(WORK INSTRUCTION 1)
In the chapter on the revolution at Petrograd, turn the paragraph beginning "There were on board representatives" into a brief bulleted list that keeps its main facts.
(WORK INSTRUCTION 2)
Carry the chapter on the revolution at Petrograd further, writing on from its final sentence in the same narrative voice.

(PASSAGE)
* * *

4522261Three Aspects of the Russian Revolution — Chapter 1: The Revolution at PetrogradJean Elmslie Henderson FindlayÉmile Auguste Vandervelde

THREE ASPECTS OF THE
RUSSIAN REVOLUTION

CHAPTER I

THE REVOLUTION AT PETROGRAD

WE set sail on the 7th of May 1917 from a Scottish port, bound for Russia viâ Bergen and Stockholm, and immediately we seemed to come into touch with the Russian Revolution.

There were on board representatives from all the great allied nations: six Japanese officers, a British military mission, French merchants, and a number of Russians returning from exile. The latter filled the cabins, crowded the smoking-room and the dining-room, overflowing even on to the deck, where many of them throughout that cold and rainy night of the North passed the long hours, their lifebelts round their bodies, smoking innumerable cigarettes, and discussing peace and war, Lénin and Kerensky.

The friends that we found among them introduced us to two soldiers who were coming from the Champagne front, sent as delegates by their fellow-soldiers to the Soviet at Petrograd.

One of them was a Socialist, secretary to a Trade Union in pre-war days; the other, a book-keeper of peasant origin, had revolutionary tendencies, without being attached to any particular party.

They told us of their different experiences.

When the news of the Russian Revolution reached the western front, many soldiers in the Russian brigades mutinied and tried to assault their officers, but our two delegates interposed and succeeded in directing the movement on the right lines. Four delegates per company were elected, and together they chose a deputation to wait upon the Military Authorities. When the members of this deputation presented themselves at General Headquarters, they were threatened with arrest. "You would not find any one to arrest us," was their answer. They were told that if they did not obey instantly a French Army Division was ready to march against them. "The French are too intelligent to do any such thing," they replied. And no doubt there was little probability of the experiment being made, for ultimately the organization of the soldiers was tacitly recognized. When the two delegates asked permission to go to Petrograd, the officer in command to whom they applied contented himself with replying: "Can you promise me that if I let you go I shall not be killed by my men in your absence?"

Judging by the information given us by these delegates—and we have every reason to believe that in the case of one of the two brigades at least what they said was true—discipline did not suffer greatly, and after this incident the moral of the troops was even better than before. When the Russian Revolution was announced on the Champagne front, the Russian soldiers said: "Now we are really going to fight the Germans." Or else: "Now if we are killed we can be assured that our wives and children will not be destitute."

"After that," added the delegates, "is it not wrong to think in France that the Russians are planning a separate peace, which would dishonour the Revolution and deliver them up to the Central Empires?"

That was the keynote of much that we heard constantly expressed later on, even among the Zimmerwaldians, or the Extremists, or, at least, among such extremists as were not secret agents of Germany.

Certainly, among the travelling companions whom we met several days afterwards in the train between Stockholm and Petrograd, there were many revolutionaries who longed ardently for a separate peace "in order to be able," as Clémenceau says, "to give themselves up entirely to the joys of civil war." But however keen their pacifism, however impatient they were to conclude at any price a general peace, they were forced to admit that if the Russian Revolution concluded a separate peace, the Russian Revolution was lost.

* * *

(MATERIAL SHOWN)
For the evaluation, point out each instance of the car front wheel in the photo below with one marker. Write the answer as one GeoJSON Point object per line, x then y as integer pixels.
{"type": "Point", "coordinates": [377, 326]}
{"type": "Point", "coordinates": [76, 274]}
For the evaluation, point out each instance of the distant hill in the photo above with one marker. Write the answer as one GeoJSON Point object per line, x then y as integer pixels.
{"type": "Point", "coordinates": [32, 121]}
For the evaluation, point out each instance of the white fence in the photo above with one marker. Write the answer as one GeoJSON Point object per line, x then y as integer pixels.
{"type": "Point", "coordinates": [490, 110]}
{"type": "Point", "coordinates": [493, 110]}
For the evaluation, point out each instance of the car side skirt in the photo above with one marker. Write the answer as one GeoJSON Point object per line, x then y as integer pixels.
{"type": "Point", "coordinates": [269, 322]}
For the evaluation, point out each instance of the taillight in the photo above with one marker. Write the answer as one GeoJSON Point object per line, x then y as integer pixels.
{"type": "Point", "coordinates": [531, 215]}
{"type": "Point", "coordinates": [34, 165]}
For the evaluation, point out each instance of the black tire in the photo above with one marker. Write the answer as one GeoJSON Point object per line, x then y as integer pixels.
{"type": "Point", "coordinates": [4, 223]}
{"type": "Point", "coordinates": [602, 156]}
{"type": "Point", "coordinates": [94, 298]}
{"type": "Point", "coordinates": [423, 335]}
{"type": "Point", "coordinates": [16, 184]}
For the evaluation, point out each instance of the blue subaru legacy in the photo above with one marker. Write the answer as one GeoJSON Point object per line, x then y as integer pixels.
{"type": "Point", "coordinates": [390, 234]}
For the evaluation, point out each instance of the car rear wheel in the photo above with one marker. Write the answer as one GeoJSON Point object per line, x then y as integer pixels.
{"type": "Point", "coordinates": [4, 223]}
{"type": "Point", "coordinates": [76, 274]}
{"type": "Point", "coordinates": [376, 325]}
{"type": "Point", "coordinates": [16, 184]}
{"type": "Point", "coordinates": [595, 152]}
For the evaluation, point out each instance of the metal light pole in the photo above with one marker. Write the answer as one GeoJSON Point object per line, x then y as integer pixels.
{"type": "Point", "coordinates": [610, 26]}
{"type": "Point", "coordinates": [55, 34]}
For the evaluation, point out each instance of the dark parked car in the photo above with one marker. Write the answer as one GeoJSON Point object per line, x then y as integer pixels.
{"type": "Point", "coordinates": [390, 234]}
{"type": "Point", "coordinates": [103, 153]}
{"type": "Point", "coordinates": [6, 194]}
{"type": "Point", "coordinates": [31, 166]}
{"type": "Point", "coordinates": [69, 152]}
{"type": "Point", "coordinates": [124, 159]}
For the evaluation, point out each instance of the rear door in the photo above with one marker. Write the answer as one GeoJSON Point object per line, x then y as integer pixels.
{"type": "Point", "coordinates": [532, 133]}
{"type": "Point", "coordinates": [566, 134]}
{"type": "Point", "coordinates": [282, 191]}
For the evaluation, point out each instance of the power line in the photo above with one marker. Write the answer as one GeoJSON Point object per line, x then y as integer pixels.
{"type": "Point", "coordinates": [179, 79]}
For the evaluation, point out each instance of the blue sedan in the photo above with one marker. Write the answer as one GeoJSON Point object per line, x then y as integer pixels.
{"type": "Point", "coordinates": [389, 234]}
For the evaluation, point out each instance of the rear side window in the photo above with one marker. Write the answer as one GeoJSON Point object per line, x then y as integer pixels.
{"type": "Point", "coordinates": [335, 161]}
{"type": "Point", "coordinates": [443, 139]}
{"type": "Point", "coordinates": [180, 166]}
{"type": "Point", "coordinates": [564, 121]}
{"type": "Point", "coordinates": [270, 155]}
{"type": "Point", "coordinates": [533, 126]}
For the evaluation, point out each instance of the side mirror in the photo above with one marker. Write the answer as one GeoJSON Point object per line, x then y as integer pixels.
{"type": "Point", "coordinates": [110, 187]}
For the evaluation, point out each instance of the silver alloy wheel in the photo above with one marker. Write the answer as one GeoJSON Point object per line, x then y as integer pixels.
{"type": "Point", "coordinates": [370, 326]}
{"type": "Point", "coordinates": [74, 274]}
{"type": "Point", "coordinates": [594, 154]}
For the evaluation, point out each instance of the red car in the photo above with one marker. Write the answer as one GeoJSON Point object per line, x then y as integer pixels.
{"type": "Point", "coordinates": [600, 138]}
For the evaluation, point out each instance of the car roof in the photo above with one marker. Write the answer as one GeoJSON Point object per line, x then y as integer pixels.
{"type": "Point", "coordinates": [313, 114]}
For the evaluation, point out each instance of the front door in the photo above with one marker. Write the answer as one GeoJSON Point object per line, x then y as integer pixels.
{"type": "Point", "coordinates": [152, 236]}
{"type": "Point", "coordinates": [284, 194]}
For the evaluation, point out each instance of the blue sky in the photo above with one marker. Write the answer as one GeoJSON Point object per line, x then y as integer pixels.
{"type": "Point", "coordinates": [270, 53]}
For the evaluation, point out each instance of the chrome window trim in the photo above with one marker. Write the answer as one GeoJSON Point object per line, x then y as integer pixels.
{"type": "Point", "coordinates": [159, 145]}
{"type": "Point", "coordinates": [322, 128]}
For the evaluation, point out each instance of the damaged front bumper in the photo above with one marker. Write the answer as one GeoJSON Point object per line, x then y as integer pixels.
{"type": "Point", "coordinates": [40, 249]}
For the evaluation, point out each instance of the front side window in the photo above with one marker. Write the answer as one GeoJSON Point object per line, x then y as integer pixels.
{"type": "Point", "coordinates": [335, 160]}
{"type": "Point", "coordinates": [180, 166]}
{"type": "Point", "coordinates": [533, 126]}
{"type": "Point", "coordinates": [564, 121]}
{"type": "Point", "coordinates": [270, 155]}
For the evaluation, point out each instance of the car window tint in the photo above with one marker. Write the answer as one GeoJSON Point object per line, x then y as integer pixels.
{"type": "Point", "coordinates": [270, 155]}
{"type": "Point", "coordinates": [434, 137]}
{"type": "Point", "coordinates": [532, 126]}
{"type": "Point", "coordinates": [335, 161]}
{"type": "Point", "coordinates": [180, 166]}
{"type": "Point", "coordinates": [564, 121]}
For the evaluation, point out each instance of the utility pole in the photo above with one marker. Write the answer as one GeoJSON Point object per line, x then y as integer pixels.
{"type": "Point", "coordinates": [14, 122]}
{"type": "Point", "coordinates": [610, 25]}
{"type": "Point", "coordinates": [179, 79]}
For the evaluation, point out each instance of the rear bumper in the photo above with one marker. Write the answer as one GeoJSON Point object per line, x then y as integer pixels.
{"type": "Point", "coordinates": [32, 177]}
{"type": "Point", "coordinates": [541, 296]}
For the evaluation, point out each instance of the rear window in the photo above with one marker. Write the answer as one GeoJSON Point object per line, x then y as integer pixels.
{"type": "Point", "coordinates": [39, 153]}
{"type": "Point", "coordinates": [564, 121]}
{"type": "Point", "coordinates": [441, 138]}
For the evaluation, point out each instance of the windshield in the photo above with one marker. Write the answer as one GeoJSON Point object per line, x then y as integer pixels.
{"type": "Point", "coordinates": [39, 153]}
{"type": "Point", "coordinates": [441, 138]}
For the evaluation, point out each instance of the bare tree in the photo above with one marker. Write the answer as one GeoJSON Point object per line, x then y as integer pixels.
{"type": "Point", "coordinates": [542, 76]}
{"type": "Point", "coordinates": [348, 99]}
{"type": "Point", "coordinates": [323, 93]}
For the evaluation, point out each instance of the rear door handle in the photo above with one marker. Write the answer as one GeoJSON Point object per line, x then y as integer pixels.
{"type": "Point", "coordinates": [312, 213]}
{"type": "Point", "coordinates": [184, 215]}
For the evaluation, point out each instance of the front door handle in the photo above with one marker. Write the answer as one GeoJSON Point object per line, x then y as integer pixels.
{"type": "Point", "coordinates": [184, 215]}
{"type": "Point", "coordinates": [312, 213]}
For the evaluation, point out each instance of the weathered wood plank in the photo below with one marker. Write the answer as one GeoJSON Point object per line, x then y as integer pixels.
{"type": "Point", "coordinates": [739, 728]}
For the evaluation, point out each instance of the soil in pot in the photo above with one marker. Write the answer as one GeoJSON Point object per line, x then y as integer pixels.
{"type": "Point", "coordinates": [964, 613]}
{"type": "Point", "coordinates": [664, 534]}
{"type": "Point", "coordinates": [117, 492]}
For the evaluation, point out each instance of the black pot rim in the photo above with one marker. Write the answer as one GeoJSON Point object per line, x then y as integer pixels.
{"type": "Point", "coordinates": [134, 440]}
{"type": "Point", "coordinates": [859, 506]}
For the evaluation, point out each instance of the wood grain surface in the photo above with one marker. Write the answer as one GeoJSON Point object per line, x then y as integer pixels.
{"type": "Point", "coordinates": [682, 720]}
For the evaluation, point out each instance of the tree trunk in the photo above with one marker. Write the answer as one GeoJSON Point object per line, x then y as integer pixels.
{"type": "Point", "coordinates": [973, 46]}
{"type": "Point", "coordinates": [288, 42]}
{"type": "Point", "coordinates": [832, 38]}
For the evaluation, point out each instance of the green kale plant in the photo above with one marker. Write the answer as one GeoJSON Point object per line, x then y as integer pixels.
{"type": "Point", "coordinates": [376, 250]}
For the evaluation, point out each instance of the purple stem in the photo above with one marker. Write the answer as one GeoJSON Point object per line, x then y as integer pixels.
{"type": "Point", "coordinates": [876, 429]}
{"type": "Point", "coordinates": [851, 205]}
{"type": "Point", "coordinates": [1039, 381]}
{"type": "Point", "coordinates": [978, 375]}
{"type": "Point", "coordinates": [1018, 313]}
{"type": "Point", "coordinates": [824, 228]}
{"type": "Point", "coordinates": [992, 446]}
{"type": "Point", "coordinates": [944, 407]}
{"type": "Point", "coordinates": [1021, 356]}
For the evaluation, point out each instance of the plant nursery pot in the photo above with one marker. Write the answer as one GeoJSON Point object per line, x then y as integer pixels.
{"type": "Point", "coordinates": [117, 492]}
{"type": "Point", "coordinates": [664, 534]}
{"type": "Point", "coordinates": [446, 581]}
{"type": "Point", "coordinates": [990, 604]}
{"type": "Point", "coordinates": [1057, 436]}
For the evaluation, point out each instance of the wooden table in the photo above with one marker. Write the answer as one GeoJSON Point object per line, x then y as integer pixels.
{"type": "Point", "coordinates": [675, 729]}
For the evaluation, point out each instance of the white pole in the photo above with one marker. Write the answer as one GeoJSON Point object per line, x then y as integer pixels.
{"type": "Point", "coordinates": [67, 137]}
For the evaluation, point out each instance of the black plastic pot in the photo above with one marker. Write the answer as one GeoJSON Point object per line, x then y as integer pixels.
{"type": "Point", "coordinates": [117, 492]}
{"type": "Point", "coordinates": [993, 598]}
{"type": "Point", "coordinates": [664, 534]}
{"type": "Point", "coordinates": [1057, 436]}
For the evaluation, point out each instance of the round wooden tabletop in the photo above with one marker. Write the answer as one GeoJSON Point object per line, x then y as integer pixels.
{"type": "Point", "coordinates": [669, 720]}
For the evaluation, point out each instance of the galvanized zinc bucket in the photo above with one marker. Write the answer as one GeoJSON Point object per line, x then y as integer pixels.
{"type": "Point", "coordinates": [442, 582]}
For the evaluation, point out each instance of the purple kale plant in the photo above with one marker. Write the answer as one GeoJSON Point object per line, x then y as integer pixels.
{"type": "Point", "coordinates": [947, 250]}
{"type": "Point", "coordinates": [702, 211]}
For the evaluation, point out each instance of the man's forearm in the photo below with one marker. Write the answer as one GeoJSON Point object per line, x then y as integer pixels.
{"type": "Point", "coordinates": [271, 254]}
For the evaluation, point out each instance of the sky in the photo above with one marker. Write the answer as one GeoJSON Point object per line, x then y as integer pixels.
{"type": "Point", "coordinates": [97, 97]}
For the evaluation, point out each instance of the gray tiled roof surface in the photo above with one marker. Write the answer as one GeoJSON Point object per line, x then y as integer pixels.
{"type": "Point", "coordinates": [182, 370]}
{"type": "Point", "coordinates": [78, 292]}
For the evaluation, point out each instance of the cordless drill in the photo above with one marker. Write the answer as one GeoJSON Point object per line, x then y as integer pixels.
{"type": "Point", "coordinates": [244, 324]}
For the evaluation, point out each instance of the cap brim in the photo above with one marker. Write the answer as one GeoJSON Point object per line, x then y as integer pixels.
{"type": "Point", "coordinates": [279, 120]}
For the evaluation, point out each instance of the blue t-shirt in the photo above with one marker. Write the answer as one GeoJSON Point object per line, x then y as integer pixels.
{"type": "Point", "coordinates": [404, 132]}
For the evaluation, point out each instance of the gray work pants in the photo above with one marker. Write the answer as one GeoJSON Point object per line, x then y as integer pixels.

* * *

(REPLY 1)
- The ship carried representatives of all the great allied nations: six Japanese officers, a British military mission, French merchants, and many Russians returning from exile.
- The Russians filled the cabins, smoking-room, and dining-room, and overflowed onto the deck.
- Many of them spent the cold, rainy northern night on deck in lifebelts, smoking countless cigarettes and debating peace and war, Lénin and Kerensky.

(REPLY 2)
Except on this point, however, it would have been difficult to find anything in common between these exiles who were returning to their country after years of absence, some from Switzerland viâ Germany, others from France, Great Britain, and the United States: some of the latter—not all—were full of bitter resentment against the police surveillance of which they had been victims; whilst many of the former were strongly imbued with lessons learned in the school of German Socialism.

During the three days that the journey from Stockholm to Petrograd lasted—with a break of twelve hours to allow of the passage of the ice on the Tornea, in the middle of May—we had occasion to exchange views with one of the Maximalists, who was soon after to become, along with Lénin, the leading spirit of the risings of Cronstadt and Petrograd: citizen Trotsky, to whom the Provisional Government had generously granted passports to enable him to come and combat it.

He was coming from Canada, with a group of supporters, full of rancour and rage against the British who had interned him at Halifax during several days; against such Socialists as ourselves, who believed in the necessity of carrying on the war; against Kerensky, against the Minimalists, against all those whom he accused of compromise with the bourgeoisie and of concessions to militarism and imperialism.

Scarcely had we crossed the Finnish frontier than we witnessed the beginning of his propaganda.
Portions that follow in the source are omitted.